SUPPLIED PASSAGE:
★ ★ ★ ★ ★ ★ ★

The dangers of a fake ID

Mike Christy / Arizona Daily Wildcat
Mike Christy
Mike Christy / Arizona Daily Wildcat

The average college student does not turn 21 until his or her junior year, meaning approximately half of all undergraduates are not of legal age to drink.

Yet, young people flood bars near the UA’s campus, ordering drinks every weekend.

Twenty-seven percent of 12 to 20-year-olds drink alcohol, according to the 2009 National Survey on Drug Use and Health. Arizona mirrors the national trend with 27.4 percent of respondents drinking in the past month and 16.8 percent of those binge drinking.

With 59 minor in possession arrests made by the Tucson Police Department this year to date, students are finding a way to drink underage.

“”I definitely know that a lot of kids have them (fake IDs),”” said Hilary Zenuk, a pre-medical freshman. “”It’s obviously really popular, especially with all the bars on University (Boulevard) and Fourth (Avenue) being nearby. People want to drink.””

Zenuk said the riskiest thing about obtaining a fake ID is that people who create them illegally cannot guarantee their reliability. It’s a matter of getting caught.

“”If someone uses a fake and we notice it, we immediately take it away, call police and file a report,”” said Brett Rucker, manager at Gentle Ben’s Brewing Co. Gentle

Ben’s doesn’t have many issues with fake IDs, according to Rucker, but nearly all of these fake ID incidents involve UA students.

Katie McLaughlin, 23, a bartender at O’Malley’s On Fourth, said that all of the doormen must take a class through the liquor department to ensure they are trained to spot a fake ID.

McLaughlin said she and other bartenders at O’Malley’s catch most fake ID users during the weekend and only occasionally during the week.

“”It pretty much happens every Thursday, Friday and Saturday night,”” she said.

McLaughlin said O’Malley’s uses procedures similar to Gentle Ben’s to deal with fake IDs.  

“”We do not give it (the ID) back to them under any circumstances,”” she said.

With a grant from the Arizona Governor’s Office of Highway Safety to deal with alcohol and underage drinking, the University of Arizona Police Department aims to show the safety and legal risk involved in using false IDs to get into these bars is far more expensive than the potential bar tab.

Once the use of a fake ID has been reported, police can do either one of two things, according to Sgt. Juan Alvarez, UAPD public information officer. The person can be cited and released, as usually happens with students, or they can be arrested and booked into jail for a misdemeanor charge.

A person caught trying to use a fake ID could be charged with a Class 2 misdemeanor and receive a maximum of four months in jail and a fine of no more than $750. They could also be charged with a more serious Class 1 misdemeanor, with a maximum of six months in jail and up to a $2,500 fine can be imposed for the charge.

“”It all depends on the judge,”” Alvarez said.

★ ★ ★ ★ ★ ★ ★

TASK DIRECTIONS: According to the article on fake IDs, what is the maximum fine for a Class 2 misdemeanor charge?

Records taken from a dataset
★ ★ ★ ★ ★ ★ ★

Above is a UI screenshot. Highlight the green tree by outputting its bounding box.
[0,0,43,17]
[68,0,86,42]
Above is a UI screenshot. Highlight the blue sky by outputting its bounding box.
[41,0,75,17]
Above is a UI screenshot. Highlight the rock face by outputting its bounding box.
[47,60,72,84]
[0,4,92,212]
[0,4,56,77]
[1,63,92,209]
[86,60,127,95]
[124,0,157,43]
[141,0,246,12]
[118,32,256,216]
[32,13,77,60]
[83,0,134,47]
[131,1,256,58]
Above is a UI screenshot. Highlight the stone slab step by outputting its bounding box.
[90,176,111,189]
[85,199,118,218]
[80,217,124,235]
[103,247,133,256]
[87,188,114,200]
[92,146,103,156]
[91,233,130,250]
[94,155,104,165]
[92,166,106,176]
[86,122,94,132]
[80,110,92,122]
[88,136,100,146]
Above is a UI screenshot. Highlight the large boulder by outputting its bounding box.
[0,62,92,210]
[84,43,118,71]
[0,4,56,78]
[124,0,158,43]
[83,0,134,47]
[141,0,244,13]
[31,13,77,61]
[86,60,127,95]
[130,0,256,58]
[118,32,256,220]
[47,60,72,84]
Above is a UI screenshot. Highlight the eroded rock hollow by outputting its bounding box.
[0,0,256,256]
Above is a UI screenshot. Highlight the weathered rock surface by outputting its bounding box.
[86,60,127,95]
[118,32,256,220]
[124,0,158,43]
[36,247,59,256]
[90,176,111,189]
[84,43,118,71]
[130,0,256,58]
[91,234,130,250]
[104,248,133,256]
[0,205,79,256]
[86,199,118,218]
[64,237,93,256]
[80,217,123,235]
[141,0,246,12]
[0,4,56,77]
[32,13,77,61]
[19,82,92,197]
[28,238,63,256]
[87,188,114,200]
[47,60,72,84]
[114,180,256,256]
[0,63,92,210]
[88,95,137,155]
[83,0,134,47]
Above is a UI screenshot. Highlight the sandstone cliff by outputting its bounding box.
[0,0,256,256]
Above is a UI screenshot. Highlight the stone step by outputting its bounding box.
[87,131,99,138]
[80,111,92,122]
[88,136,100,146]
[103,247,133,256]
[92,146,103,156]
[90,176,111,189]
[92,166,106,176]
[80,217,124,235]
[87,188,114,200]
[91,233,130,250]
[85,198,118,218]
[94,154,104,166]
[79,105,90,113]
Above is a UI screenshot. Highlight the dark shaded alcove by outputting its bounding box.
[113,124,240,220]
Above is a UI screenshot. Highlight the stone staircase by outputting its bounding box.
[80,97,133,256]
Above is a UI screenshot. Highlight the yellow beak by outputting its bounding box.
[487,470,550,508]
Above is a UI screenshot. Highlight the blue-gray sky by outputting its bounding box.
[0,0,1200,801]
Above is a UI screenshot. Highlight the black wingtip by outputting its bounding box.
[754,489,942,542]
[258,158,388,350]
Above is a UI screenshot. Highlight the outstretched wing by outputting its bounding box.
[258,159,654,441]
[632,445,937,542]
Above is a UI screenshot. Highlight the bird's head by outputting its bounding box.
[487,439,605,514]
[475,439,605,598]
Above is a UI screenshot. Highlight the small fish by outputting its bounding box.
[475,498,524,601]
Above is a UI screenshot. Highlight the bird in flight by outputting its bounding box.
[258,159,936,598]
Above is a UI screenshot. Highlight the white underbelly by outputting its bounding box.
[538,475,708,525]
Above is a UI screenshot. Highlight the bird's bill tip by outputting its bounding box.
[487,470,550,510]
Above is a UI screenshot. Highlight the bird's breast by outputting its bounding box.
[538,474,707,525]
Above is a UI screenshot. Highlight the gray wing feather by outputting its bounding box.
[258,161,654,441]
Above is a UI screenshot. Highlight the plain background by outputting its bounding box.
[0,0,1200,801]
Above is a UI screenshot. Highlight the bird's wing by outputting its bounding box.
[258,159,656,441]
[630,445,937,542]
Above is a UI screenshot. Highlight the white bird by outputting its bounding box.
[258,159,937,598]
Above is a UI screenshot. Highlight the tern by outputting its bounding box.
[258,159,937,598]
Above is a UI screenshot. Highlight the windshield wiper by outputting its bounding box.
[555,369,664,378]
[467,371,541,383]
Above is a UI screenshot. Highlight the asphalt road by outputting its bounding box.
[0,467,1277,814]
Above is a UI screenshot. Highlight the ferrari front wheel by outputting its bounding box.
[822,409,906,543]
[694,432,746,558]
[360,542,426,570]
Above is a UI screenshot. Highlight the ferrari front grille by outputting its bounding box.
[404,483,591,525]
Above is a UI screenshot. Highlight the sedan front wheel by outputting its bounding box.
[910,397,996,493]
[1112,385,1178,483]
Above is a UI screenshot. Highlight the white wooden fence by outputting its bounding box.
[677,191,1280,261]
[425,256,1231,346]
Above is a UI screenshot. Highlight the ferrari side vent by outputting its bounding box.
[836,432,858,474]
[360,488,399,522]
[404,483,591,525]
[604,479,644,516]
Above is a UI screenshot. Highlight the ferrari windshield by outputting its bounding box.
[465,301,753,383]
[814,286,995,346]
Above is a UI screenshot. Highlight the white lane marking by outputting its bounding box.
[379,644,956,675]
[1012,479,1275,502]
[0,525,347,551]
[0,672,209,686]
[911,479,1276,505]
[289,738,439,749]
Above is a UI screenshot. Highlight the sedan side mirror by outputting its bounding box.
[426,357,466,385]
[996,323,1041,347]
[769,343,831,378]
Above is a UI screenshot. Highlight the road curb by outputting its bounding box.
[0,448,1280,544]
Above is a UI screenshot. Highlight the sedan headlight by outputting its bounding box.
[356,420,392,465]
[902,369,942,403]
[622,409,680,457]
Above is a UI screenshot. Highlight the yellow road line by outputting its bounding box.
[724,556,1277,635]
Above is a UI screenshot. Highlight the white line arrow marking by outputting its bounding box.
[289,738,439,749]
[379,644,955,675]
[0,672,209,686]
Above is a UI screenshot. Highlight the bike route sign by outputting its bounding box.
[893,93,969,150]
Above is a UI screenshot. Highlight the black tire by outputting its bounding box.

★ ★ ★ ★ ★ ★ ★

YOUR RESPONSE: No more than $750.